### SET PROBLEM
Copy out everything from the start of the records down to the line that contains "column 1076, row 140", swapping "Target" for "Object" and keeping all else the same.

### MATERIAL PROVIDED
══════

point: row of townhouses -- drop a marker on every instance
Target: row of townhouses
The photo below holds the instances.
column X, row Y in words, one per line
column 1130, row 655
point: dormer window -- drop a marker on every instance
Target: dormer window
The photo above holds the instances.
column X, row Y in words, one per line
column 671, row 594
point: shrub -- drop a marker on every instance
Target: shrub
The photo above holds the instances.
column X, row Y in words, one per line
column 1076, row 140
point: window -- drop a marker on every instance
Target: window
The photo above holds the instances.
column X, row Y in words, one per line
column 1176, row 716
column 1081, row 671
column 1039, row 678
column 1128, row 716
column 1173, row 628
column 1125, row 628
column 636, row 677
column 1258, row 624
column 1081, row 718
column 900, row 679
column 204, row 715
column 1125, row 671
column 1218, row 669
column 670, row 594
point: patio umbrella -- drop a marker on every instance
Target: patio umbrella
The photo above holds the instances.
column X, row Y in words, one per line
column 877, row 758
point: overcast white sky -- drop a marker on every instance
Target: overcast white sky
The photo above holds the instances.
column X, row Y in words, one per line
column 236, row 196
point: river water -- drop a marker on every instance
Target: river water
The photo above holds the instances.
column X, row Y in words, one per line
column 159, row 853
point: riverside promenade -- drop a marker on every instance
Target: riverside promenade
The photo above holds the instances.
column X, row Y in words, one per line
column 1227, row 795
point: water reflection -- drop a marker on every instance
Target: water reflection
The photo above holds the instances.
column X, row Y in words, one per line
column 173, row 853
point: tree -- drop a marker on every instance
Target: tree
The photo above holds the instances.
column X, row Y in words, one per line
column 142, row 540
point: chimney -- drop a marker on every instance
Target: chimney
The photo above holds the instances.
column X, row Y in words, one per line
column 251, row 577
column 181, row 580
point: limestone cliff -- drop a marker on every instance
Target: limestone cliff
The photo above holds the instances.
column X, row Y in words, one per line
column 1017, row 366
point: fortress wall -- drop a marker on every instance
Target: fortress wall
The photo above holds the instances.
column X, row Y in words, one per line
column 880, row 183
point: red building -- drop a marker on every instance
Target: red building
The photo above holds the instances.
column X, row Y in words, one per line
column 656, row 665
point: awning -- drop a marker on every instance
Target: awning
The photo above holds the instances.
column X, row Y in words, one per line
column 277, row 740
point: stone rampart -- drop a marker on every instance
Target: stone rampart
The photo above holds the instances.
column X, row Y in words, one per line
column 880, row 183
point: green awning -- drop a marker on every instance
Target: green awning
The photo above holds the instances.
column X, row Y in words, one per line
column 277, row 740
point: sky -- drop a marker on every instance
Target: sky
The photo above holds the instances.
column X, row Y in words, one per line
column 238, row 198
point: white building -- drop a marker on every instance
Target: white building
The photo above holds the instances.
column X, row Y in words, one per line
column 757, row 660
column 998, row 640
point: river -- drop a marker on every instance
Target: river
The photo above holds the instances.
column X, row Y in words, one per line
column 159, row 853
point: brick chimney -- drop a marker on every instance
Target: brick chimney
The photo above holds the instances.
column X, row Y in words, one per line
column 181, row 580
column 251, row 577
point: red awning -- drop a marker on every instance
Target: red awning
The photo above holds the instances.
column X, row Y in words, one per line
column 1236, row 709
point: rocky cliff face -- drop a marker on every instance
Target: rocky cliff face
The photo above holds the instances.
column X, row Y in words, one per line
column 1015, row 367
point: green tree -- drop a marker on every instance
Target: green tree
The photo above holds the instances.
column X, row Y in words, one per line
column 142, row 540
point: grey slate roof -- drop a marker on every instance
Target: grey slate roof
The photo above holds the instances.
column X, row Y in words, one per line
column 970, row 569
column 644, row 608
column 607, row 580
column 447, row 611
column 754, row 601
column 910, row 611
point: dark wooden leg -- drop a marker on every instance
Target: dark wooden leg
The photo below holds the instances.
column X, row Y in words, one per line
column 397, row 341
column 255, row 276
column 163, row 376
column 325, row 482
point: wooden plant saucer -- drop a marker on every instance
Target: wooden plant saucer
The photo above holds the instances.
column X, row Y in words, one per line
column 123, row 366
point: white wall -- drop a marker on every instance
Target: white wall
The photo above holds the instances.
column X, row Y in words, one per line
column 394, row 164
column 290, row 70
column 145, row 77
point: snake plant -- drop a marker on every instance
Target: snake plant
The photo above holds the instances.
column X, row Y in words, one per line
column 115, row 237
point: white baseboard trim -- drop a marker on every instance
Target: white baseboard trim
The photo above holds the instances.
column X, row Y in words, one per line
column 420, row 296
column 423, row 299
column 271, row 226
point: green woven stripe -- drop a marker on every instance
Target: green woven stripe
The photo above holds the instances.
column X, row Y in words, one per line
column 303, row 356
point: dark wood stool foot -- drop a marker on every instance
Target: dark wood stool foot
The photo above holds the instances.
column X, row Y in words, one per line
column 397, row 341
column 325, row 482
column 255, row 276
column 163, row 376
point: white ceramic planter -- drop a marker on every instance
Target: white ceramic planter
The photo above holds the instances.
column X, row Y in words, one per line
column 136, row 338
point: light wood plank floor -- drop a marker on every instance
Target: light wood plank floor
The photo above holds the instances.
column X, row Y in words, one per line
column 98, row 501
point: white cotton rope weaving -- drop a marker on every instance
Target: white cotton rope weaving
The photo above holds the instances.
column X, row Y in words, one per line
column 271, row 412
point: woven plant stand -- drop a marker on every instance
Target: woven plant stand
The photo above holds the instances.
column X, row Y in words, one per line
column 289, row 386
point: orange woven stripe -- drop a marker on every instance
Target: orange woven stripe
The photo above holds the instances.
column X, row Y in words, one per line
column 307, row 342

══════

### ANSWER TO THE PROBLEM
point: row of townhouses -- drop a marker on every instance
Object: row of townhouses
The photo below holds the instances.
column X, row Y in words, one per line
column 1130, row 655
point: dormer window -- drop a marker on every instance
Object: dormer window
The photo above holds the instances.
column X, row Y in words, one per line
column 671, row 594
point: shrub -- drop a marker on every instance
Object: shrub
The photo above holds the instances.
column X, row Y in words, one per line
column 1076, row 140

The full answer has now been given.